Optimistic Locking With @Version

The datastore does optimistic locking, so if you update an entity inside a transaction and another request commits an update to either that same entity or some other entity in the same entity group before you commit your transaction, you will get an exception.  This keeps your data from getting stomped on when there are concurrent requests.  However, in the web-app world where clients can and typically do maintain state across requests, there is a far more likely scenario in which your data can get stomped on.  Consider the following scenario involving a bug tracking system:

Time 1: User A brings up the details page for Bug 838.
Time 2: User B brings up the details page for Bug 838.
Time 3: User A assigns Bug 838 to Jim.
Time 4: User B assigns Bug 838 to Sally.

Even though User A and User B updated Bug 838 at different times, User A's update was effectively stomped on by User B.  Sure, the fact that Bug 838 was assigned to Jim at some point may be in the history for the Bug, we can't change the fact that User B made a decision to assign Bug 838 based on out-of-date information.  In a bug tracking system this might not be such a big deal, but if you're doing something like compensation planning you'd much rather have your users receive an exception when they make an update based on out-of-date information.  Fortunately this is easy to implement using JPA/JDO on top of App Engine.  Let's use a Person object with a 'salary' property as an example.

_ _ _ _ _ _ _

Quote everything in the optimistic locking text from "Even though User" down to "as an example.".

_Records supplied_
_ _ _ _ _ _ _

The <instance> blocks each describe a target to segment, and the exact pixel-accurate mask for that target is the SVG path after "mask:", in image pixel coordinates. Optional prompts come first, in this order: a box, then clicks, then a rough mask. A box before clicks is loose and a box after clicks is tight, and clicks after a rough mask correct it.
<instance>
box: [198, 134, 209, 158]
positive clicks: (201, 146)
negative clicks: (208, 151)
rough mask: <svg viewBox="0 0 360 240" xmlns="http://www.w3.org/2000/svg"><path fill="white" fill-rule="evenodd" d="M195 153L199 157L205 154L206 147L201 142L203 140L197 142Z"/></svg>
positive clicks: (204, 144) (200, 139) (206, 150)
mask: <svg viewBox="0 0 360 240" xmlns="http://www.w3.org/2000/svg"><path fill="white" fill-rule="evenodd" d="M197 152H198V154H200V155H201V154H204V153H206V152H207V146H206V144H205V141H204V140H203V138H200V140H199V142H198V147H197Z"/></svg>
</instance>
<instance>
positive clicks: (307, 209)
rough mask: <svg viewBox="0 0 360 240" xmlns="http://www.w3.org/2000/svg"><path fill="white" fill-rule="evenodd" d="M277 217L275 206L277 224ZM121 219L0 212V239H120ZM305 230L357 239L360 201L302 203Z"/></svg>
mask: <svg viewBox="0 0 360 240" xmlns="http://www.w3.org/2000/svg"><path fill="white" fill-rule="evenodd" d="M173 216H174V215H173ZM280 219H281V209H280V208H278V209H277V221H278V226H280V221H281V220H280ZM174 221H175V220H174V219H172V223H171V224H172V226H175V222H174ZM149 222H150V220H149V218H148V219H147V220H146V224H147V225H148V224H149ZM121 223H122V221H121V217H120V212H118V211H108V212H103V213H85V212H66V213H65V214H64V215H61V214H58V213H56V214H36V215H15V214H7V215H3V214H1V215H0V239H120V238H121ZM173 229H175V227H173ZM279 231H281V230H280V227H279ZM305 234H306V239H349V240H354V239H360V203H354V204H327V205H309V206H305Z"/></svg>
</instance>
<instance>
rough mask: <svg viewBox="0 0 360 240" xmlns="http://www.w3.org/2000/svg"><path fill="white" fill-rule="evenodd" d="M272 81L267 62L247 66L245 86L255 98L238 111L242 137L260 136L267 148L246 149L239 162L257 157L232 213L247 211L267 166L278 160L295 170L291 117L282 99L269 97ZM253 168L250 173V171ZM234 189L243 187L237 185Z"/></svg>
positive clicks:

_ _ _ _ _ _ _

_Task solution_
Even though User A and User B updated Bug 838 at different times, User A's update was effectively stomped on by User B.  Sure, the fact that Bug 838 was assigned to Jim at some point may be in the history for the Bug, we can't change the fact that User B made a decision to assign Bug 838 based on out-of-date information.  In a bug tracking system this might not be such a big deal, but if you're doing something like compensation planning you'd much rather have your users receive an exception when they make an update based on out-of-date information.  Fortunately this is easy to implement using JPA/JDO on top of App Engine.  Let's use a Person object with a 'salary' property as an example.